Allerdings ist zu beachten, dass es sich um ein literarisches Korpus handelt, das vordergründig aus „textes littéraires et philosophiques, mais aussi scientifiques et techniques (environ 10%)“ (Frantext) besteht. Zwar sind auch andere Arten von Texten aus zahlreichen Themengebieten vertreten, beispielsweise „de la presse, des ouvrages scientifiques, des livres de cuisine, des traités de cynégétique, des manuels, des romans policiers, etc…“ (ebd.). Es handelt sich in den zu untersuchenden Texten jedoch hauptsächlich um französische Distanzsprache[4]. Deshalb können Aussagen, die anhand von Auswertungen der Texte des Korpus Frantext getroffen werden, auch nur für diese Art des Sprachgebrauchs interpretiert werden und dürfen nicht ohne weiteres auf andere Bereiche der französischen Sprache übertragen werden.

Um zu bestimmten Suchergebnissen, die daraufhin ausgewertet werden sollen, zu gelangen, kann beispielsweise nach lemmatisierten Wörtern sowie nach bestimmten Wortarten gesucht werden oder es werden mehrere Wörter, die nach dem gleichen Muster gebildet sind, mithilfe sogenannter regulärer Ausdrücke aus den Texten herausgefiltert.

 

Methodik und Kriterien der Untersuchung

Zur diachronen Untersuchung der Nominalsuffixe –aison und –tion sowie deren Varianten wurde das Korpus Frantext in sieben Arbeitskorpora unterteilt, sodass jedes die Werke einer bestimmten Zeitspanne beinhaltet. Die ersten drei Teilkorpora wurden gemäß den von Frantext vorgeschlagen Epochen gebildet: Altfranzösische Texte bis 1329[5], Texte des Mittelalters von 1330 bis 1500 und Texte der Renaissance von 1501 bis 1600. Die weiteren Korpora bestehen jeweils aus den Werken des 17., 18. sowie 19. Jahrhunderts und das letzte enthält die Texte von 1901 bis 2013[6].

Datensatzzeilen dazu, wo Objekte erscheinen
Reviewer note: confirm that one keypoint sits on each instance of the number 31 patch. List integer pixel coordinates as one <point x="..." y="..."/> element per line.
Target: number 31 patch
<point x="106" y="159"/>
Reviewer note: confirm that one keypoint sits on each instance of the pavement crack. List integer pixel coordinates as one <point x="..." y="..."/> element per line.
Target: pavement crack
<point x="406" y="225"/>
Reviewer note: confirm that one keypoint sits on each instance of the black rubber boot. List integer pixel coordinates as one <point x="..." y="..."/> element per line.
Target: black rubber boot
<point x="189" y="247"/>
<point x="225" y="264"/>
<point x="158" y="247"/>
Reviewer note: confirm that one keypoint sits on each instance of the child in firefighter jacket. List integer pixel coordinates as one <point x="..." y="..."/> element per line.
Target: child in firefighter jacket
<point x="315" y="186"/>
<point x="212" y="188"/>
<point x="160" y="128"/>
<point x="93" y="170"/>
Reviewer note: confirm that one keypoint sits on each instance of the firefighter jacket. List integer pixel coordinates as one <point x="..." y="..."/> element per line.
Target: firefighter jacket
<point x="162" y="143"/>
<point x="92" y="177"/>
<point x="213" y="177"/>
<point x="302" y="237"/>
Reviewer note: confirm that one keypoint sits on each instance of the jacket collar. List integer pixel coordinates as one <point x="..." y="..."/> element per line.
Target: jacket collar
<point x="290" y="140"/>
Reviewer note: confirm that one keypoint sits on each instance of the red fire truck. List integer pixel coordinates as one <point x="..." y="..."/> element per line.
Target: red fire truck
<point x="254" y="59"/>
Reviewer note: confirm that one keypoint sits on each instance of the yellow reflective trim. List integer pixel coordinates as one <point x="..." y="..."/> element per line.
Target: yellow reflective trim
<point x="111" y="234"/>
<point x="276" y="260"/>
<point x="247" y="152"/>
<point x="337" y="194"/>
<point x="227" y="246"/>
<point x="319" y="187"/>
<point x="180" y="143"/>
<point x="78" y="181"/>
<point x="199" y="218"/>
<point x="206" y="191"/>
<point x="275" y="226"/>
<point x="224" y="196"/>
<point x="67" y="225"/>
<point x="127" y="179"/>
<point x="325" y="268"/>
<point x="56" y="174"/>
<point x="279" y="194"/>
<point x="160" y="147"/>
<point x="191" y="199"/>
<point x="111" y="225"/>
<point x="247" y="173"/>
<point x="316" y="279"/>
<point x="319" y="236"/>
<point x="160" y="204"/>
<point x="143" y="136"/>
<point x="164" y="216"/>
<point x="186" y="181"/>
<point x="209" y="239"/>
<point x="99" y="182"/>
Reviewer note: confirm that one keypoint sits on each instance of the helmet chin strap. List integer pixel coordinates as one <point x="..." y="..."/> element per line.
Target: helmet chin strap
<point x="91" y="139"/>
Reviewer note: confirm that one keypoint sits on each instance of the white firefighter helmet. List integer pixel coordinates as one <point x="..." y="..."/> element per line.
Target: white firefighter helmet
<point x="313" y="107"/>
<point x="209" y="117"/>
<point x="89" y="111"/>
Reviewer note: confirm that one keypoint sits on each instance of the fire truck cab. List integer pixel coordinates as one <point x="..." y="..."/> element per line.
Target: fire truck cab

__Aufgabenstellung__
Gib aus dem Ausgangstext zum Korpus Frantext den Abschnitt von „Methodik und Kriterien“ bis einschließlich „1901 bis 2013[6].“ unverändert aus.

__Ergebnis__
Methodik und Kriterien der Untersuchung

Zur diachronen Untersuchung der Nominalsuffixe –aison und –tion sowie deren Varianten wurde das Korpus Frantext in sieben Arbeitskorpora unterteilt, sodass jedes die Werke einer bestimmten Zeitspanne beinhaltet. Die ersten drei Teilkorpora wurden gemäß den von Frantext vorgeschlagen Epochen gebildet: Altfranzösische Texte bis 1329[5], Texte des Mittelalters von 1330 bis 1500 und Texte der Renaissance von 1501 bis 1600. Die weiteren Korpora bestehen jeweils aus den Werken des 17., 18. sowie 19. Jahrhunderts und das letzte enthält die Texte von 1901 bis 2013[6].